Aim of the task | Locate the line that contains "the girl's nose". Print it and every subsequent line through the final line of the records, exactly and only those.

Data section |
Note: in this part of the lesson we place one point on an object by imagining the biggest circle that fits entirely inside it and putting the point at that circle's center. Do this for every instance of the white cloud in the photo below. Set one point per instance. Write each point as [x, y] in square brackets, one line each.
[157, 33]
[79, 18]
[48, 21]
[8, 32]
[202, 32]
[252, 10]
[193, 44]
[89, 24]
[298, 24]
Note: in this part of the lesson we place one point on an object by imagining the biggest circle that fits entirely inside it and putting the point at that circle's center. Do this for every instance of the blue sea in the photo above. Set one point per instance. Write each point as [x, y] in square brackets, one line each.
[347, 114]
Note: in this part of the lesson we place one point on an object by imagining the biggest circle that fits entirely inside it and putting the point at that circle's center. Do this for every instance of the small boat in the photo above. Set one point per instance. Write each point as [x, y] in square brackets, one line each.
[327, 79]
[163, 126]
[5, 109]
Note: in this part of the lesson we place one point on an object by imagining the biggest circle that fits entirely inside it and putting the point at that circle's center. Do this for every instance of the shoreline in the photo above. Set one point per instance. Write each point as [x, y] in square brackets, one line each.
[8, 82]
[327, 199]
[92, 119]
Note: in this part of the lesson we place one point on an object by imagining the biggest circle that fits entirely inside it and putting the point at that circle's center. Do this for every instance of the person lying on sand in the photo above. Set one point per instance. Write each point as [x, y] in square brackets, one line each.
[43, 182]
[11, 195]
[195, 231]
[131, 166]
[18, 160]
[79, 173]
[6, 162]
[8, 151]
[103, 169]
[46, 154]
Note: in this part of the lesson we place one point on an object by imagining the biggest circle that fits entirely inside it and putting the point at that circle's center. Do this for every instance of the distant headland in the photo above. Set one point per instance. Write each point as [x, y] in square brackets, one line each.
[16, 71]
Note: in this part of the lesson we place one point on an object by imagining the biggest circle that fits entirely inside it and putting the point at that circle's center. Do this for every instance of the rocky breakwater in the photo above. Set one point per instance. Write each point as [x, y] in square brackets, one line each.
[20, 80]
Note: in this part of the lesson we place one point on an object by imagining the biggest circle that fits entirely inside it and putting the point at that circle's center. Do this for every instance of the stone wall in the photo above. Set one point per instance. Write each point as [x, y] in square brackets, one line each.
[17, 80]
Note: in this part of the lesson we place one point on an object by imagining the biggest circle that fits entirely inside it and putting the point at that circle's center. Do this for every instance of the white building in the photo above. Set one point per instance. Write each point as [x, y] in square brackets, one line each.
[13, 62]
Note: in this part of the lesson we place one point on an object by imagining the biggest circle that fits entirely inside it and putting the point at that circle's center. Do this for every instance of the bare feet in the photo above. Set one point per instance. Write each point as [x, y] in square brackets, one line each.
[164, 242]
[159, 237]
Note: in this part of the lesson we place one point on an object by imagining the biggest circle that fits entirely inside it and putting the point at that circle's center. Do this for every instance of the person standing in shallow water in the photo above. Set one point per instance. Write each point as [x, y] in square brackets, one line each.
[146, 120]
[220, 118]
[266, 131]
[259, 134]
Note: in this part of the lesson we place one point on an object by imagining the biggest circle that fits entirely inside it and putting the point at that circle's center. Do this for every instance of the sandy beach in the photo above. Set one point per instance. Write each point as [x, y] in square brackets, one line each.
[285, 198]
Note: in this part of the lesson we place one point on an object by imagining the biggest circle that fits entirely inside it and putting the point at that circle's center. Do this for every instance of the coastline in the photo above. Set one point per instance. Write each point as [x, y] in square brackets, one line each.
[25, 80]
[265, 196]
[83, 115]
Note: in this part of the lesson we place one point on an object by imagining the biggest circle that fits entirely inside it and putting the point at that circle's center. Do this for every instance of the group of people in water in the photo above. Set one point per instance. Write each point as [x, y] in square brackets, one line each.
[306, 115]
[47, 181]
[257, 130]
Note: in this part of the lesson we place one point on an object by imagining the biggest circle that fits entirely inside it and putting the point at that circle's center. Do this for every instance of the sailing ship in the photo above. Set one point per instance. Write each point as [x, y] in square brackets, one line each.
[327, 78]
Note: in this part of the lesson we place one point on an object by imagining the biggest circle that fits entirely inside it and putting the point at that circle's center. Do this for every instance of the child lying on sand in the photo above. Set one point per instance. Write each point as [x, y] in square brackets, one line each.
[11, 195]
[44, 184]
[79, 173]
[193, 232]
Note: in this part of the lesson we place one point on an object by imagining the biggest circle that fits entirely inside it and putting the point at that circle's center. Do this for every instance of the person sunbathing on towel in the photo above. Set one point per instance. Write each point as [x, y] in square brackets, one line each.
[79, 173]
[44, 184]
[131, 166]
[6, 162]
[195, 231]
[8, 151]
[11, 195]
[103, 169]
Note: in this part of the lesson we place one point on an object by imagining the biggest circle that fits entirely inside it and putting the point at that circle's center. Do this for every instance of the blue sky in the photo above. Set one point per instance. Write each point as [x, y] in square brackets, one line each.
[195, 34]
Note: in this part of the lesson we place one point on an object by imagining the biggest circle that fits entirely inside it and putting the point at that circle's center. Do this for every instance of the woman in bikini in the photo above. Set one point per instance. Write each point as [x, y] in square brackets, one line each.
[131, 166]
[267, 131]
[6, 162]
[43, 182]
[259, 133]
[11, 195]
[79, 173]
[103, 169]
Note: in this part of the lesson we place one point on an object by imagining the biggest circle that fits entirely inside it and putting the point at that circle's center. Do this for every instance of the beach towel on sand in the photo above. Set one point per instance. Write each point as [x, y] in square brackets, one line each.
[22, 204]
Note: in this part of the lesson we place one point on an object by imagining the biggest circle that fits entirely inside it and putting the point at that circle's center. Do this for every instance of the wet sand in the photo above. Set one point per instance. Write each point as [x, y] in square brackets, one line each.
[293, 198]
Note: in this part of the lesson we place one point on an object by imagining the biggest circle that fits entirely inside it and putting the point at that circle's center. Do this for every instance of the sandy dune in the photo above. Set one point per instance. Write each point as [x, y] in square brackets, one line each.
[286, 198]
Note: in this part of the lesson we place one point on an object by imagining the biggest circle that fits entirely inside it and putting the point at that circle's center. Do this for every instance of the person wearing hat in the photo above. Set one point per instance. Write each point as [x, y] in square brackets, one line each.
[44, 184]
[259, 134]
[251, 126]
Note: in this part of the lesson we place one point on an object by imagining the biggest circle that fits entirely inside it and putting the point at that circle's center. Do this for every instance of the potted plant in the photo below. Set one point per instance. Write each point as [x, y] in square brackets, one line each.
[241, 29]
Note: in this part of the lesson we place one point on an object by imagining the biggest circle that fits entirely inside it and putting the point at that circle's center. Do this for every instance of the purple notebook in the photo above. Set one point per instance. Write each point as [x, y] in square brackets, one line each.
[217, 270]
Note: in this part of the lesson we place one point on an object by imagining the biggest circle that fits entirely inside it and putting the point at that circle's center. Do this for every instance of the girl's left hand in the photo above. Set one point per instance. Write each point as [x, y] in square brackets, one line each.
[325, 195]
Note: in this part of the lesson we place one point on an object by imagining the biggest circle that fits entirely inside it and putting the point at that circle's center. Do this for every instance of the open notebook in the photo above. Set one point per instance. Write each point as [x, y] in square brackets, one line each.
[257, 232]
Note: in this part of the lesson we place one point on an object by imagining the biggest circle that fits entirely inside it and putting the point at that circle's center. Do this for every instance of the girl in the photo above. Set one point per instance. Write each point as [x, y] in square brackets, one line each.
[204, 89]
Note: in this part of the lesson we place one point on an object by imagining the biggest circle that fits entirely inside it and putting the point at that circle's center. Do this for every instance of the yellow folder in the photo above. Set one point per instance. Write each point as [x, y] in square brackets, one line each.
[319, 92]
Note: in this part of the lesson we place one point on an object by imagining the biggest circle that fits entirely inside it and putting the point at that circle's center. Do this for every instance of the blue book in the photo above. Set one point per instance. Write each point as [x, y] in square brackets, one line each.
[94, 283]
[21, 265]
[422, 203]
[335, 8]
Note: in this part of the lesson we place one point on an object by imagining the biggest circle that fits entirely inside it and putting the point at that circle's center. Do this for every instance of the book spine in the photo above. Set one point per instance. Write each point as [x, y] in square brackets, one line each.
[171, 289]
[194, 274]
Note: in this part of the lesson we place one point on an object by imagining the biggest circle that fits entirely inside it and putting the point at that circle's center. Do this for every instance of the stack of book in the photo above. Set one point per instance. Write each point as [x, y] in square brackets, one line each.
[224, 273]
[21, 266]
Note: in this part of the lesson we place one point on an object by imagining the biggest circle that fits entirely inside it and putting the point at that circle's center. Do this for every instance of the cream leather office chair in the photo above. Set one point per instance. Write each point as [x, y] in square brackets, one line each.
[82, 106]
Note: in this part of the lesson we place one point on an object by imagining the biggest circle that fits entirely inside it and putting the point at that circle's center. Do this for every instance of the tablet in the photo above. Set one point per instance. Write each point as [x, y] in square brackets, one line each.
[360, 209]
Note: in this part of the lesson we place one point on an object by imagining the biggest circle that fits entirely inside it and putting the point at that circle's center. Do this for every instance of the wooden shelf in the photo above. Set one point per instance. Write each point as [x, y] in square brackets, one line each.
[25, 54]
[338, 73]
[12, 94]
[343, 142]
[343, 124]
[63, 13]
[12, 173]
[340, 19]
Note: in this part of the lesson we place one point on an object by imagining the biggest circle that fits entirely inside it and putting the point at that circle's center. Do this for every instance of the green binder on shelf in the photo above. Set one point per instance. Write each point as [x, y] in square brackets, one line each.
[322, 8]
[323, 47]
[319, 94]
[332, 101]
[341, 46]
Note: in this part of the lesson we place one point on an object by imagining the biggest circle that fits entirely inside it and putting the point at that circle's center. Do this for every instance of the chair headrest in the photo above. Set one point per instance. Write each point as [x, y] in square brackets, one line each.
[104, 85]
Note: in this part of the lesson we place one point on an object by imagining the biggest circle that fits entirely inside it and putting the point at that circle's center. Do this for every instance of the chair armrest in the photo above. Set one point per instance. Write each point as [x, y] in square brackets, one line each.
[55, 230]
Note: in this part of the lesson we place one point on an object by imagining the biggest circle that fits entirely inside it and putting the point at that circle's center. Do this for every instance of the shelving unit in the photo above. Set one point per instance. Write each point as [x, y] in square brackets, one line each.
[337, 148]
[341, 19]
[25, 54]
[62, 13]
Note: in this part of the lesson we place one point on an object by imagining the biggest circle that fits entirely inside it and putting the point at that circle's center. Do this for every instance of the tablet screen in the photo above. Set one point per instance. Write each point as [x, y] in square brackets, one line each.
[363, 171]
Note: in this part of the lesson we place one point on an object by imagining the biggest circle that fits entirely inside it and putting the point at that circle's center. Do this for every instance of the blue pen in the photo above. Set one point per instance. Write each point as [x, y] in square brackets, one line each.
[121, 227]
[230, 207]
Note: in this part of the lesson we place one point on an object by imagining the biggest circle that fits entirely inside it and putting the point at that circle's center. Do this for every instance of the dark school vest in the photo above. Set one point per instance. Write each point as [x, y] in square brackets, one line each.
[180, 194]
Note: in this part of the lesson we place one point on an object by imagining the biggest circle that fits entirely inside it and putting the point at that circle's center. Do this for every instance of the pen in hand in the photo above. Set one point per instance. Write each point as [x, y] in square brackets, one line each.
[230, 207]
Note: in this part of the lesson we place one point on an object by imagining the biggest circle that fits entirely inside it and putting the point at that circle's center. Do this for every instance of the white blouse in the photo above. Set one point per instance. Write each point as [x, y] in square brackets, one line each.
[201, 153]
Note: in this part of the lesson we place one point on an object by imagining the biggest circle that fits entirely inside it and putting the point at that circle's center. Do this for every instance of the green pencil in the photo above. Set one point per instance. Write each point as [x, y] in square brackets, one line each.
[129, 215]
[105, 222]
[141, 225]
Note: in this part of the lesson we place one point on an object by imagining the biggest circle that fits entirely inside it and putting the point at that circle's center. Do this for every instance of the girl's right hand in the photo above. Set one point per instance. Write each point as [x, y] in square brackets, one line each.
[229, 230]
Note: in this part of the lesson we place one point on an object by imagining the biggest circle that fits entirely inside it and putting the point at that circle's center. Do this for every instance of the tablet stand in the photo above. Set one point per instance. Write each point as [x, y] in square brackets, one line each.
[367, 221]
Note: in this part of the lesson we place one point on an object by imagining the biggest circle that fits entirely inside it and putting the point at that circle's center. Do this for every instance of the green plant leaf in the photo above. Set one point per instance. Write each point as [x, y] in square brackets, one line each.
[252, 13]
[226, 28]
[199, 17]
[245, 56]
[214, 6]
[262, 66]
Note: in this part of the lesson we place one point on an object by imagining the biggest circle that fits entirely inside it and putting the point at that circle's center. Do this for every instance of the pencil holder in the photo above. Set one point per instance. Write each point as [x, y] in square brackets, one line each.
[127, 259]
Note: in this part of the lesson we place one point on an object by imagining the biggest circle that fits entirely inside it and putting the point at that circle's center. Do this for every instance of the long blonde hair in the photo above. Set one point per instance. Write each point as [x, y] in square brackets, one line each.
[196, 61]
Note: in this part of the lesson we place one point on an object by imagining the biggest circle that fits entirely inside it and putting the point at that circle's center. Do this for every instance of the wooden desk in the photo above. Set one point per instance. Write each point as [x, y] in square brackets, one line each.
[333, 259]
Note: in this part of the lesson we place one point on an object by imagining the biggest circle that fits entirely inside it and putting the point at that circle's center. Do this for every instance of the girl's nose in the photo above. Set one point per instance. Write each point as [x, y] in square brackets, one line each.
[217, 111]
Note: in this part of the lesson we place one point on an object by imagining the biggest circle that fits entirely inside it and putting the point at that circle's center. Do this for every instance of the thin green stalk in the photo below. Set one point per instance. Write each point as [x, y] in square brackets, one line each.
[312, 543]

Exercise answer |
Note: in this part of the lesson we place one point on an object by imagining the biggest circle that fits entirely inside it and putting the point at that circle's center. Do this for every instance of the girl's nose in the photo above. Set one point per instance. Write each point as [x, y] in square brackets, one line each.
[217, 111]
Note: in this part of the lesson we place one point on an object by imagining the biggest circle that fits entirely inside it and putting the point at that circle's center. Do this for every instance of the thin green stalk in the photo below. Set one point per instance. Write each point as [x, y] in square brackets, one line each.
[312, 543]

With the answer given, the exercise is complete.